Entries from an annotation dataset:
▼

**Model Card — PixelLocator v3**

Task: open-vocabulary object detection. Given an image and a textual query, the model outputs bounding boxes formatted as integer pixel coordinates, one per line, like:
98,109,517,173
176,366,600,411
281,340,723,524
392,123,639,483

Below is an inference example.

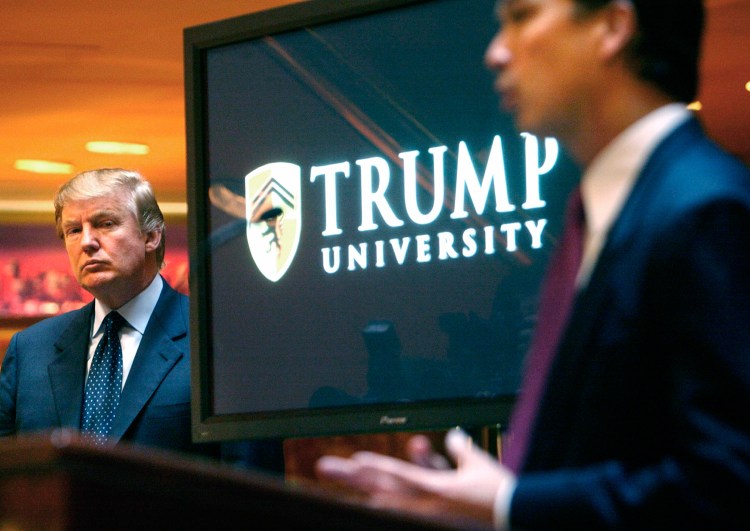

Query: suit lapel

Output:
47,303,94,429
111,281,187,440
527,120,701,469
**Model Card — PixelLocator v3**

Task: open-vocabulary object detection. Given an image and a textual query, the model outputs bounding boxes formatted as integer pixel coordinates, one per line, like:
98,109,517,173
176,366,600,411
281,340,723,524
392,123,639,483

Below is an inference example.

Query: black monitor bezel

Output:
184,0,515,442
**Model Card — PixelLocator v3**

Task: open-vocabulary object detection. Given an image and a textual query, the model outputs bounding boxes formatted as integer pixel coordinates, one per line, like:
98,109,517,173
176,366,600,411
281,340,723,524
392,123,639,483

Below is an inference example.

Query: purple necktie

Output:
502,188,585,472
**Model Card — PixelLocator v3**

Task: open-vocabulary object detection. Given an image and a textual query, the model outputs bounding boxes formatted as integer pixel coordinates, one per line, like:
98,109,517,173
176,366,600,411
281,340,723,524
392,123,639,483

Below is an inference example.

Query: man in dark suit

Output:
318,0,750,530
0,169,214,453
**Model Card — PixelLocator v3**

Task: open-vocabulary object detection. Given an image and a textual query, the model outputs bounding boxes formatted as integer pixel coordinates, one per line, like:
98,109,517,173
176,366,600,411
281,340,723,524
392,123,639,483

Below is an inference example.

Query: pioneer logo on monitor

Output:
245,162,302,282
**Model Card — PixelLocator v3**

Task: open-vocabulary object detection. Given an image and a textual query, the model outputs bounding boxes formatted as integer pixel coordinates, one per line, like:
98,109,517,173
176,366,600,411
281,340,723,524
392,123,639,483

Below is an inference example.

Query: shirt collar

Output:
581,103,690,239
91,275,164,337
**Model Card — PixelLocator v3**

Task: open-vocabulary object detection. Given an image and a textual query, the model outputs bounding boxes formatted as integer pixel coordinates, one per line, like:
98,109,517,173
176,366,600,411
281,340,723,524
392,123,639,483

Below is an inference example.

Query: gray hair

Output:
54,168,166,267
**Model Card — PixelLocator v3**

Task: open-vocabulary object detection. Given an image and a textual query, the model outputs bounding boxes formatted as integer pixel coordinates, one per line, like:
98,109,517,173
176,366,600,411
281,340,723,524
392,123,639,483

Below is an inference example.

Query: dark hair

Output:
573,0,705,102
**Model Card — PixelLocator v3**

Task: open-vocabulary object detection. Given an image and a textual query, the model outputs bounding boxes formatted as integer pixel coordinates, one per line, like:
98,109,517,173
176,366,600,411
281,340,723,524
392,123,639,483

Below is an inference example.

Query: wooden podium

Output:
0,431,490,530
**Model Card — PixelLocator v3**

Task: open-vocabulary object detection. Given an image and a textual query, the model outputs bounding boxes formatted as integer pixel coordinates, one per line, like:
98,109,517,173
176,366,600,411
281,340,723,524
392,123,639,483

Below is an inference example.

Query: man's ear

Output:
599,0,636,61
143,230,162,253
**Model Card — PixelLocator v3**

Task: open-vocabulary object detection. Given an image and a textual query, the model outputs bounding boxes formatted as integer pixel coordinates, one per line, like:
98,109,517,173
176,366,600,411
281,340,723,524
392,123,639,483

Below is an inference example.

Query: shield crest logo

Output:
245,162,302,282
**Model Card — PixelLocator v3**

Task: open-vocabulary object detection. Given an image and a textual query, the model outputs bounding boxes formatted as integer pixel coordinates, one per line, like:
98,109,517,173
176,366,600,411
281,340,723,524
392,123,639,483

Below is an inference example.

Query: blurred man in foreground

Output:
317,0,750,530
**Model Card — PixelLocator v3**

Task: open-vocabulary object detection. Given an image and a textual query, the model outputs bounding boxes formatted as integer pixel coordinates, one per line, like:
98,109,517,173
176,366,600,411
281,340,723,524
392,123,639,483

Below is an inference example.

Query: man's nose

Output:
484,31,511,70
81,227,99,250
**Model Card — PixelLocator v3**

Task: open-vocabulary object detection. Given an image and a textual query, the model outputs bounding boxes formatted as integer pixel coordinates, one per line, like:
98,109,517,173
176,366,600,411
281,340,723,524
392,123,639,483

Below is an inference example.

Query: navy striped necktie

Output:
502,187,586,472
81,312,127,445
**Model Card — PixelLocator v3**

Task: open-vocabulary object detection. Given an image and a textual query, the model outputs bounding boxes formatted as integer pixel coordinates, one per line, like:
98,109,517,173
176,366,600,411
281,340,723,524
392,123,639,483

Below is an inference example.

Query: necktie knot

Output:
102,311,127,334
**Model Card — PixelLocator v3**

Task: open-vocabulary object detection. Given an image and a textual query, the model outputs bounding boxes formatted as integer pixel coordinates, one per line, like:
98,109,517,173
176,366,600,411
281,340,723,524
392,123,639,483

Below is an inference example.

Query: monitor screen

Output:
185,0,578,441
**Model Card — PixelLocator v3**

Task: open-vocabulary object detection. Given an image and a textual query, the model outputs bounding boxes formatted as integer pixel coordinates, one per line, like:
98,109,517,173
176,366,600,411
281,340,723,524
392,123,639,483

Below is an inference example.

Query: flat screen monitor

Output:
184,0,577,442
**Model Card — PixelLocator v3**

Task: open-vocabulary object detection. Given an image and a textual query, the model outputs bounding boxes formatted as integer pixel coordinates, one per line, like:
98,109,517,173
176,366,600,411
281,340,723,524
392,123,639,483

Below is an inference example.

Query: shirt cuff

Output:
492,474,518,531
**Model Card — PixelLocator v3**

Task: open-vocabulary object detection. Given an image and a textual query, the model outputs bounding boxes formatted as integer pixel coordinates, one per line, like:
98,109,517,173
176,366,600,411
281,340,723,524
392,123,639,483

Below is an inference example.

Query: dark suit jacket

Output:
0,281,208,458
511,120,750,530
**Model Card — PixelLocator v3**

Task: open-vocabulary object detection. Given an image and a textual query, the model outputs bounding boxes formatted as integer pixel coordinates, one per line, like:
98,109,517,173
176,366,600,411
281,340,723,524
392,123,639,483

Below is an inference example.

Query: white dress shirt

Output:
86,275,164,387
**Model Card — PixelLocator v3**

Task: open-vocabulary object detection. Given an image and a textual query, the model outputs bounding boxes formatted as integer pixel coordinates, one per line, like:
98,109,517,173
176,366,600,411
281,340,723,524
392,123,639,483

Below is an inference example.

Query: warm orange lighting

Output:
13,159,73,174
86,142,150,155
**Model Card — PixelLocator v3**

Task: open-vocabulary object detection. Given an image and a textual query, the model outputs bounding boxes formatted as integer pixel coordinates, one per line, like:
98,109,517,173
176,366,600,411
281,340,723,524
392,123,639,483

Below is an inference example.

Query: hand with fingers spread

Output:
316,430,515,522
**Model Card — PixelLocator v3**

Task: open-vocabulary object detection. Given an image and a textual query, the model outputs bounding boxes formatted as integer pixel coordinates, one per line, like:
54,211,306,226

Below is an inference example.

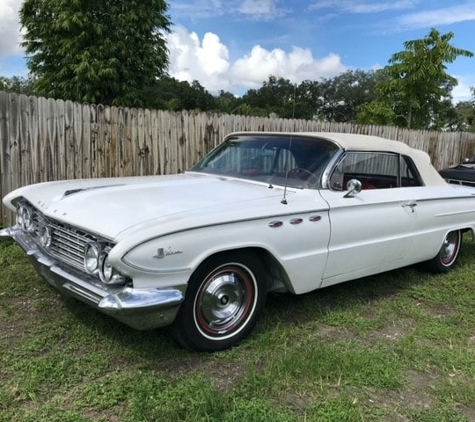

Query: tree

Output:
147,76,216,111
319,70,380,123
358,29,473,129
451,87,475,132
0,76,36,95
20,0,171,106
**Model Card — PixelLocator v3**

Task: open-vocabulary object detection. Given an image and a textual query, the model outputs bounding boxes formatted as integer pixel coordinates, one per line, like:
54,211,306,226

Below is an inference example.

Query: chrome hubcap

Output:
440,232,459,265
195,265,255,335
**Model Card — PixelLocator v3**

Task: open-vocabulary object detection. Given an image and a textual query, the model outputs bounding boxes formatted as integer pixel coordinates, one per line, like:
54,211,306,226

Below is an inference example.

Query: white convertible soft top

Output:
230,131,446,186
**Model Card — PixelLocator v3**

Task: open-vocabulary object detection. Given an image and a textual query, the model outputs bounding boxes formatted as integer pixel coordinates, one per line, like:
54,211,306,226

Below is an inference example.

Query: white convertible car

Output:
0,132,475,351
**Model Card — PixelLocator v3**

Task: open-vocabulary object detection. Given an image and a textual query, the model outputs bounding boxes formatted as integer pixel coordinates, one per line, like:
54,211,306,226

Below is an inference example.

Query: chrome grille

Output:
29,209,107,271
48,221,95,270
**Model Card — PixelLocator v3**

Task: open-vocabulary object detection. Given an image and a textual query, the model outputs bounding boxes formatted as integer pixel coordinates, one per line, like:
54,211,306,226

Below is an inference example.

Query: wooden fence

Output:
0,92,475,226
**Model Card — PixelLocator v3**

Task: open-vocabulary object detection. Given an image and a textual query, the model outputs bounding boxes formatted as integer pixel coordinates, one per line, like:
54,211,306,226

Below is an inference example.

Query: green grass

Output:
0,238,475,422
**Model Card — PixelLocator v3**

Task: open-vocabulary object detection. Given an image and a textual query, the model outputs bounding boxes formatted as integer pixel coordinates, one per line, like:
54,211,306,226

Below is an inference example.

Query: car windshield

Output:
191,134,339,189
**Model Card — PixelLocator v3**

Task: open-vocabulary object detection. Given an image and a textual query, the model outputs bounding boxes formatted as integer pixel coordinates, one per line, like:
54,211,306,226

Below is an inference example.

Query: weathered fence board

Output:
0,92,475,225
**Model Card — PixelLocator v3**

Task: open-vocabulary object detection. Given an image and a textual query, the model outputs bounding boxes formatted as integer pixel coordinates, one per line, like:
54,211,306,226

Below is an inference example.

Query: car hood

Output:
5,173,295,240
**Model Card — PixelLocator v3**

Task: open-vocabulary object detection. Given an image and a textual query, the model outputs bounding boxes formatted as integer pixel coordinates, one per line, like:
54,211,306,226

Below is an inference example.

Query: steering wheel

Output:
287,167,318,187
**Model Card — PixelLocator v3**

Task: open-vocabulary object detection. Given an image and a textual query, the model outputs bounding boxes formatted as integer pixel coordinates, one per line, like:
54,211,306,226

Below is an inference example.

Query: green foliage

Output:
358,29,473,129
20,0,170,106
319,70,381,123
147,76,216,111
0,76,35,95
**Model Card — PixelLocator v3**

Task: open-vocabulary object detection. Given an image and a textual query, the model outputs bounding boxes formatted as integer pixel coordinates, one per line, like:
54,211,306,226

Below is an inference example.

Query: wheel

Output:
427,230,462,273
170,252,267,352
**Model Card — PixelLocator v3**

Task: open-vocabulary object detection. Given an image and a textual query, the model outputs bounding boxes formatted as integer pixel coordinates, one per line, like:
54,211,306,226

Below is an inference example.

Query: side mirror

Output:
343,179,361,198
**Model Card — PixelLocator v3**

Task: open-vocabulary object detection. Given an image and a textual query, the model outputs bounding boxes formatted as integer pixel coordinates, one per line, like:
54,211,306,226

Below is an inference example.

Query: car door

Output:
321,152,418,287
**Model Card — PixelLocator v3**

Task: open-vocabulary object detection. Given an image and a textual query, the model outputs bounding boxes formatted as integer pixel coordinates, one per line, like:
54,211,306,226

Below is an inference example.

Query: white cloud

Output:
452,75,475,104
0,0,22,57
167,26,230,91
168,27,347,94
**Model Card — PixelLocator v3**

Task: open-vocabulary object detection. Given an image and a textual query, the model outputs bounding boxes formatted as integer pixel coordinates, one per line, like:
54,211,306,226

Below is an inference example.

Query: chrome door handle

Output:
403,202,417,212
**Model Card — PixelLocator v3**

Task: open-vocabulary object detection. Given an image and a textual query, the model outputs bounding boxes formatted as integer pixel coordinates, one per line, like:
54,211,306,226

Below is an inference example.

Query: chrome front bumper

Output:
0,226,185,330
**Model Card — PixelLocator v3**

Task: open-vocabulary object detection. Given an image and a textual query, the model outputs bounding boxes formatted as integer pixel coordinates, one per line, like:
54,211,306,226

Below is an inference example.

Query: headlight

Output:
38,226,51,248
84,243,101,274
17,204,35,232
99,251,126,284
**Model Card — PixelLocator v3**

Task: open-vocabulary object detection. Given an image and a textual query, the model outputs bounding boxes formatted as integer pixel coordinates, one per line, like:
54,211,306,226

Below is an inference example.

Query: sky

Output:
0,0,475,102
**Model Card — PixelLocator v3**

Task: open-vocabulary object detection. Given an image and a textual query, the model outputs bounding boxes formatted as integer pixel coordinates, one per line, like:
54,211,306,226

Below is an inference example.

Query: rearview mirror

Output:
343,179,361,198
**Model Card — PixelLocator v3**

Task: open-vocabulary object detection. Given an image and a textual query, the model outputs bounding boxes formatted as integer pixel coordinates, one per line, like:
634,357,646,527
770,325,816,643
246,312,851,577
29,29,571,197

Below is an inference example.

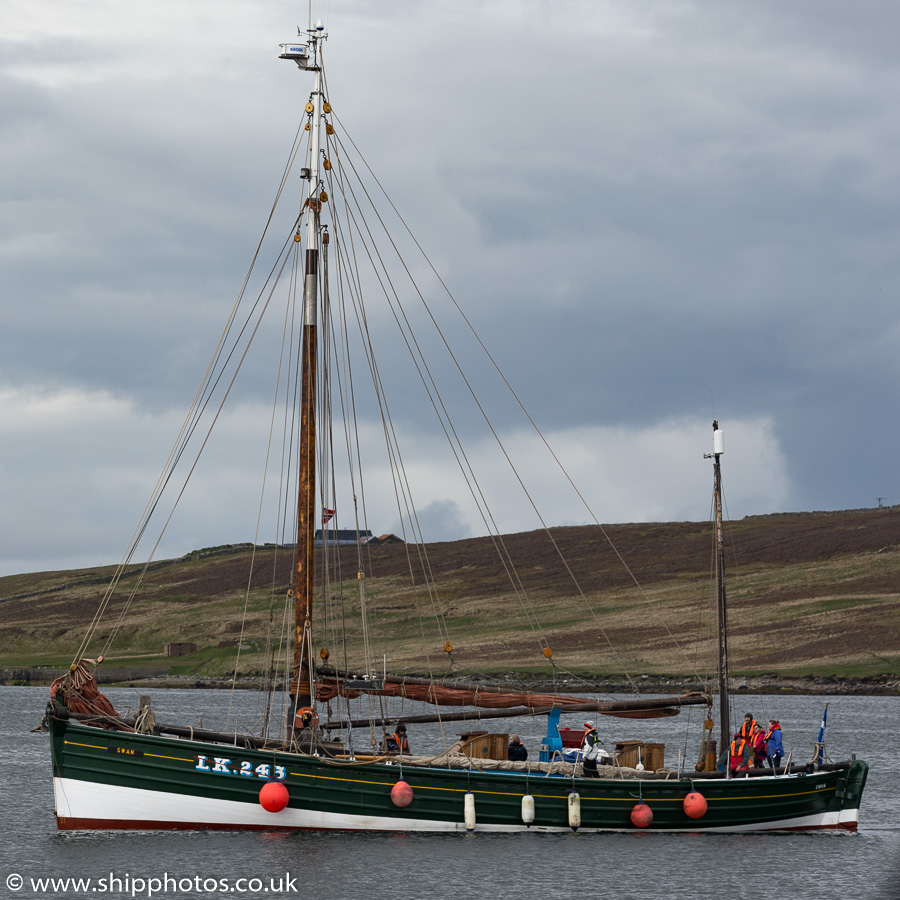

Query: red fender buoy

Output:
391,780,413,808
259,781,291,812
683,791,706,819
631,803,653,828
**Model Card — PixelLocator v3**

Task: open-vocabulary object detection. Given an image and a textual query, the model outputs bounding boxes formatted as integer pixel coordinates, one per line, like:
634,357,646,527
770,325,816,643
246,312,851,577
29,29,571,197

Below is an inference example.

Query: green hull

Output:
51,718,868,832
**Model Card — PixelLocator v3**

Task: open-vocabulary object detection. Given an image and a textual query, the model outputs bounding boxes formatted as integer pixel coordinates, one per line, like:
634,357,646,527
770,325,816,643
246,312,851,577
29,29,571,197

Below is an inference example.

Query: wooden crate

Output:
459,731,509,759
616,741,666,772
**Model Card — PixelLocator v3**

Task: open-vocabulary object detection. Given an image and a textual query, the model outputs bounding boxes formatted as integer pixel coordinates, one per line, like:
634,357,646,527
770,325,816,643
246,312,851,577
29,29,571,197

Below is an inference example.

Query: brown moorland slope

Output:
0,507,900,676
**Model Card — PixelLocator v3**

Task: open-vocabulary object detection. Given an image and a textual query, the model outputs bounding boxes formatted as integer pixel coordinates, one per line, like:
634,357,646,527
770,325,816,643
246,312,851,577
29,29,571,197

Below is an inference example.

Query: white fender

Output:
569,791,581,831
464,791,475,831
522,794,534,825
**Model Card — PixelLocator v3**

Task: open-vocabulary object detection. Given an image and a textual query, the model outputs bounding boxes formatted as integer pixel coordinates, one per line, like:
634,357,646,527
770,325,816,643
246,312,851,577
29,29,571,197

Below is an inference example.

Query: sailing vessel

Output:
47,23,867,832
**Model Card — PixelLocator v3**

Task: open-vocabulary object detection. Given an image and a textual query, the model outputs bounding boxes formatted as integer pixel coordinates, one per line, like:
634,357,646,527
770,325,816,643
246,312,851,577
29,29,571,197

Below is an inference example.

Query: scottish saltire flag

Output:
815,703,828,763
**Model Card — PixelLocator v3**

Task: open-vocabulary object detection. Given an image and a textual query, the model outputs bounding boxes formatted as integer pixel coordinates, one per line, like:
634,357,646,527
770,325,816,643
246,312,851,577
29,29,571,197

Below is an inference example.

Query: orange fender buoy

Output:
683,791,706,819
391,779,413,809
259,781,291,812
631,803,653,828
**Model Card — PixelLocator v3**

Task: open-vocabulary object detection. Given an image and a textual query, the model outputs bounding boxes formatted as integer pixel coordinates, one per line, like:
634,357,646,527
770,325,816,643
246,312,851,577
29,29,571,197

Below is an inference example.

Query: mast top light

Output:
278,42,309,69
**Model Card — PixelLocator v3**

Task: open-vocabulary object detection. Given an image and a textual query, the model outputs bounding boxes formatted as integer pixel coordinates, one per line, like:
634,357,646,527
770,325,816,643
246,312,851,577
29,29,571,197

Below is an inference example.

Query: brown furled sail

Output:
316,670,709,718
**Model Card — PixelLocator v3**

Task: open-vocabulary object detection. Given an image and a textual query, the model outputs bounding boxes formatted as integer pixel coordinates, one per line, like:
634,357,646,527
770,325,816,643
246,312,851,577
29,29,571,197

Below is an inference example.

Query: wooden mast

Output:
287,23,326,739
706,420,731,778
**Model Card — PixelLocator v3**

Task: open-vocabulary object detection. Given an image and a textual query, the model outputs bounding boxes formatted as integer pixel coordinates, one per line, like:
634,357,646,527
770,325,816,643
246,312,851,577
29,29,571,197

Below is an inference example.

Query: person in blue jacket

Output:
765,719,784,769
506,734,528,761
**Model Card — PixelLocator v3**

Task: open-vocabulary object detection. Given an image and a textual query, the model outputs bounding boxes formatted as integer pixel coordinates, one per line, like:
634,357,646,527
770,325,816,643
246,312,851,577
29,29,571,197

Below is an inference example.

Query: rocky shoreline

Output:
0,667,900,696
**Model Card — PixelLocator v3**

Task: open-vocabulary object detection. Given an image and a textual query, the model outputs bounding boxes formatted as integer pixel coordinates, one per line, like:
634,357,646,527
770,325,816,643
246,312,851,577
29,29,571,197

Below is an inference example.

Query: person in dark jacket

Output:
506,734,528,762
581,719,600,778
384,722,409,755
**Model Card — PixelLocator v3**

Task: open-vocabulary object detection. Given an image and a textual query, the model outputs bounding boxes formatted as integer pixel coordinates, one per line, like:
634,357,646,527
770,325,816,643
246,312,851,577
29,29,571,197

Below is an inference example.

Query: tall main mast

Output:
704,421,731,778
281,22,327,738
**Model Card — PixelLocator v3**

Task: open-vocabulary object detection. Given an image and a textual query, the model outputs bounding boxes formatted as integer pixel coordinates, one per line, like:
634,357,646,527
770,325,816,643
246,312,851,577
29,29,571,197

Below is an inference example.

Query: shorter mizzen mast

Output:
280,20,327,740
703,420,731,778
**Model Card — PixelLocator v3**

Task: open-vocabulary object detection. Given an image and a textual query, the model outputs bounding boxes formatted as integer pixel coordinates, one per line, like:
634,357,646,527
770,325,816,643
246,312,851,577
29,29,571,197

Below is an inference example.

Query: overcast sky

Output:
0,0,900,574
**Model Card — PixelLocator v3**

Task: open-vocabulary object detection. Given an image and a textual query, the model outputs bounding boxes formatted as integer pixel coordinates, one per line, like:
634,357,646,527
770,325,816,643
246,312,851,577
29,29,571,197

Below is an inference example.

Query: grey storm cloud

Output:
0,0,900,573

▲

[EXERCISE GOAL] Copy the stretch from the start of the items through the line containing "91,275,164,337", replacing "inference example" with "sample prediction" and keeping everything else the same. Omit the pictures.

[TASK ANSWER]
**Model Card — PixelLocator v3**

Task: open-vocabulary object detection. Given an image and a textual query, the model outputs bounding boxes formatted as integer pixel coordinates, one per line, like:
98,109,517,173
176,366,600,411
281,340,723,524
392,123,639,483

Below is an sample prediction.


Query: suit lapel

Output:
47,303,94,429
111,281,187,440
527,120,701,469
**Model Card — PixelLocator v3**

Task: open-vocabulary object detection. Given an image and a textual query, the model outputs bounding boxes formatted as integer pixel coordinates, one per line, like:
98,109,517,173
176,366,600,411
281,340,723,524
392,123,639,483

Below is an sample prediction.

Query: black monitor bezel

Output:
184,0,515,442
**Model Card — PixelLocator v3**

Task: open-vocabulary object detection. Given an image and a textual query, the model outputs bounding boxes formatted as integer pixel coordinates, one per line, like:
98,109,517,173
176,366,600,411
281,340,723,524
392,123,639,483

Below is an sample prediction.

Query: purple necktie

Output:
502,188,585,472
**Model Card — PixelLocator v3**

Task: open-vocabulary object detection. Given an image and a textual query, the model outputs bounding boxes formatted as integer pixel coordinates, one per line, like:
98,109,517,173
176,366,600,411
281,340,723,524
392,123,639,483

Below is an sample prediction.

Query: man in dark suit

Output:
318,0,750,530
0,169,214,453
**Model Card — PixelLocator v3**

Task: open-vocabulary object detection. Given an image and a textual query, the model outputs bounding boxes formatted as integer pixel coordinates, one per line, like:
98,109,517,173
176,366,600,411
281,340,723,524
392,123,639,483

Below is an sample prediction.

Query: pioneer logo on monitor

Output:
245,162,302,282
**Model Card — PixelLocator v3**

Task: open-vocabulary object detection. Given an image and a textual query, the model outputs bounding boxes formatted as integer pixel coordinates, one per line, like:
98,109,517,173
176,366,600,411
281,340,723,524
392,123,639,483

Below is an sample prediction.

Query: shirt collar

Output:
581,103,690,239
91,275,164,337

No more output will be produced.